▶ _DIRECTIONS_
Line by line, retype the data exactly as it is given.

^^^^

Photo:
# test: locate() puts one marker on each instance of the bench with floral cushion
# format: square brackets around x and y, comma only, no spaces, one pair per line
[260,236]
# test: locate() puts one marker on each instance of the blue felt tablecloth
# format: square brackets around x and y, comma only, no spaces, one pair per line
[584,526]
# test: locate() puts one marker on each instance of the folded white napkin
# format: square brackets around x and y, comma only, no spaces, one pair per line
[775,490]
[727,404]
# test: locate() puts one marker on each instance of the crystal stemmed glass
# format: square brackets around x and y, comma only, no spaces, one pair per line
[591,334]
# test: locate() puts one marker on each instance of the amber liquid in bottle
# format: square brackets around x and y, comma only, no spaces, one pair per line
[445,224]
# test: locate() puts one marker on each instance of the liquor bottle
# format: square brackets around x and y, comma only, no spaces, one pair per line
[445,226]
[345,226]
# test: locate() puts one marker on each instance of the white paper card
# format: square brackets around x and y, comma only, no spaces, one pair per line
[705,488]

^^^^

▶ _RESULT OF THIS EXERCISE_
Photo:
# test: locate() puts one marker on each instance of the bench with floral cushion
# format: square brackets around x and y, comma only, no spaces, one pair per line
[260,236]
# test: locate() puts one marker on each instance of the blue felt tablecloth
# format: square brackets around x and y, comma only, no spaces, one pair per line
[584,526]
# test: locate() puts one marker on each instance of the folded white napkin
# format: square brackets around x and y, comma only, no spaces, one pair per line
[775,490]
[727,404]
# test: locate() puts one marker on each instance of the crystal stemmed glass
# format: square brackets around x and y, comma only, no spaces, one pair per line
[591,334]
# test: locate() puts one marker on each instance of the amber liquid in bottle
# format: square brackets around x and y, comma only, no spaces, one pair per line
[445,224]
# test: locate() puts one marker on each instance of the liquor bottle
# format: square brackets around x and y, comma only, no spaces, one pair per line
[445,226]
[345,226]
# test: locate() puts one marker on each instance of the white paper card
# format: square brackets around x and y, comma only, no spaces, one pair per line
[705,488]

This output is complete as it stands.